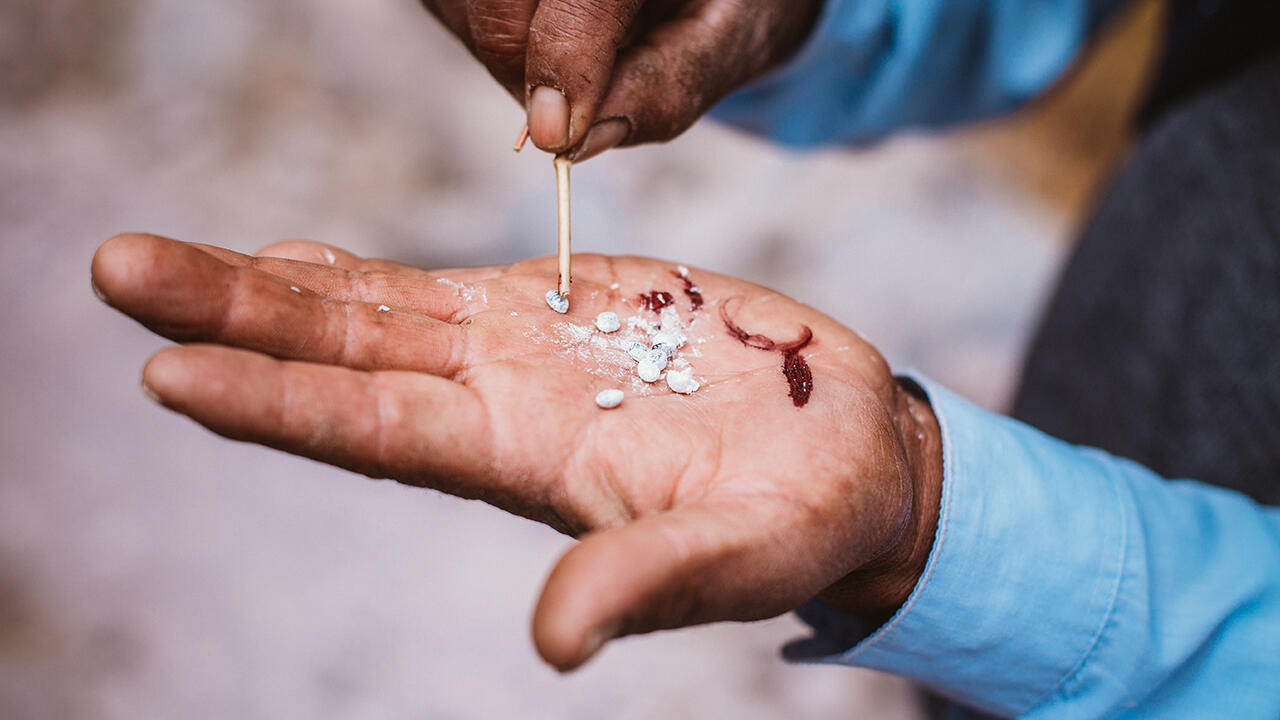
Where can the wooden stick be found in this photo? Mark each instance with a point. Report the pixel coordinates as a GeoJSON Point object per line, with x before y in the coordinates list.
{"type": "Point", "coordinates": [562, 165]}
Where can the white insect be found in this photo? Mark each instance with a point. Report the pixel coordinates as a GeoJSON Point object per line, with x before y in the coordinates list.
{"type": "Point", "coordinates": [682, 381]}
{"type": "Point", "coordinates": [608, 322]}
{"type": "Point", "coordinates": [556, 301]}
{"type": "Point", "coordinates": [608, 399]}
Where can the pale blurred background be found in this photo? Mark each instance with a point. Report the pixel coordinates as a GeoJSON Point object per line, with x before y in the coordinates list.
{"type": "Point", "coordinates": [149, 569]}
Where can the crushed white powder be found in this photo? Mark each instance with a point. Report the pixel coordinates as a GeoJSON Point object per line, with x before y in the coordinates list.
{"type": "Point", "coordinates": [469, 294]}
{"type": "Point", "coordinates": [608, 322]}
{"type": "Point", "coordinates": [557, 301]}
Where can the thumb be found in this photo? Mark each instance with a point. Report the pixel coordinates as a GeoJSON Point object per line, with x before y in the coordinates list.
{"type": "Point", "coordinates": [691, 565]}
{"type": "Point", "coordinates": [572, 46]}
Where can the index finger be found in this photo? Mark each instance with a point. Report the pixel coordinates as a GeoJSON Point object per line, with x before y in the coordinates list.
{"type": "Point", "coordinates": [572, 48]}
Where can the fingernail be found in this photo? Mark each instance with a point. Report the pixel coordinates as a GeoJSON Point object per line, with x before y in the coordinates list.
{"type": "Point", "coordinates": [603, 136]}
{"type": "Point", "coordinates": [151, 393]}
{"type": "Point", "coordinates": [548, 118]}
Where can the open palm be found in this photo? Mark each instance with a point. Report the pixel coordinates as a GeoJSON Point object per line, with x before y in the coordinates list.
{"type": "Point", "coordinates": [790, 472]}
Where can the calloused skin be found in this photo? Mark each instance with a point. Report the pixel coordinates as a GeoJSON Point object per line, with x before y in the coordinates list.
{"type": "Point", "coordinates": [730, 504]}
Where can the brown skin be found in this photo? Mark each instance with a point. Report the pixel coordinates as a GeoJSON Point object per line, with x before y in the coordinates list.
{"type": "Point", "coordinates": [656, 65]}
{"type": "Point", "coordinates": [730, 504]}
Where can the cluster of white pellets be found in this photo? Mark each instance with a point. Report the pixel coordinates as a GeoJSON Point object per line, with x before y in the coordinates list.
{"type": "Point", "coordinates": [557, 301]}
{"type": "Point", "coordinates": [654, 358]}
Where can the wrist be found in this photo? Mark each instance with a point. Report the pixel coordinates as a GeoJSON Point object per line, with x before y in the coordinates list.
{"type": "Point", "coordinates": [877, 589]}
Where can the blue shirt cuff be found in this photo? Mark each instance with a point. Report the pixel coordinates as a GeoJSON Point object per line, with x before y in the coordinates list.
{"type": "Point", "coordinates": [1023, 575]}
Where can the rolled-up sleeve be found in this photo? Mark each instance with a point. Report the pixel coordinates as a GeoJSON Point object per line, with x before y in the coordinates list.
{"type": "Point", "coordinates": [873, 67]}
{"type": "Point", "coordinates": [1069, 583]}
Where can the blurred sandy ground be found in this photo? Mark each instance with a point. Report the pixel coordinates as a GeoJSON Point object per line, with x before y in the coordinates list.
{"type": "Point", "coordinates": [149, 569]}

§ **WRITTEN REQUEST**
Begin at the line containing "Where can the open" and reproduce each line through the end of the records above.

§ **ANSWER TO THE PROBLEM**
Where can the open palm be found in this photo? Mark each instance with a point. Report the pixel coordinates as a GeoJSON Point object per line, with x before y in the coordinates list.
{"type": "Point", "coordinates": [790, 472]}
Where can the calloused skin be found in this photo? Mark each instance with a point. Report the pixel coordinates as a GeoJSON Point object per line, with x before y in the coordinates list.
{"type": "Point", "coordinates": [730, 504]}
Where can the brown skin be found in this photo? Mark each instance with a point. Report the pixel coordinates as a GeoJSON Point object per line, with x before y in the coordinates list.
{"type": "Point", "coordinates": [656, 65]}
{"type": "Point", "coordinates": [730, 504]}
Where can the cluster of white pellets be found in this photo? Mark each instance with a point. Report the pixel coordinates as a GeoJSON Point object per line, with x before y in the coordinates list.
{"type": "Point", "coordinates": [557, 301]}
{"type": "Point", "coordinates": [654, 358]}
Where can the wrist be found in this photo? Mark each instance with a point. Report the pixel coordinates as a GeoJSON Point object per line, with x before y in the coordinates list.
{"type": "Point", "coordinates": [877, 589]}
Where can the blue shirt cuff be found in this photo? Mark each instance with a point. Report the pixel coordinates as a GeoJSON Point object per line, with x before y in the coordinates list.
{"type": "Point", "coordinates": [1023, 575]}
Where can the rolled-up sleeve be found in this photo? Mark each instance with a point. Report the pixel coordinates as a GeoJSON Point object per line, with x before y in the coordinates list.
{"type": "Point", "coordinates": [873, 67]}
{"type": "Point", "coordinates": [1069, 583]}
Where can the blurred sandy ground be found in this photo? Mark each instance with a point. Report the pixel coordinates as a GeoJSON Point object per line, with x before y in the coordinates list.
{"type": "Point", "coordinates": [149, 569]}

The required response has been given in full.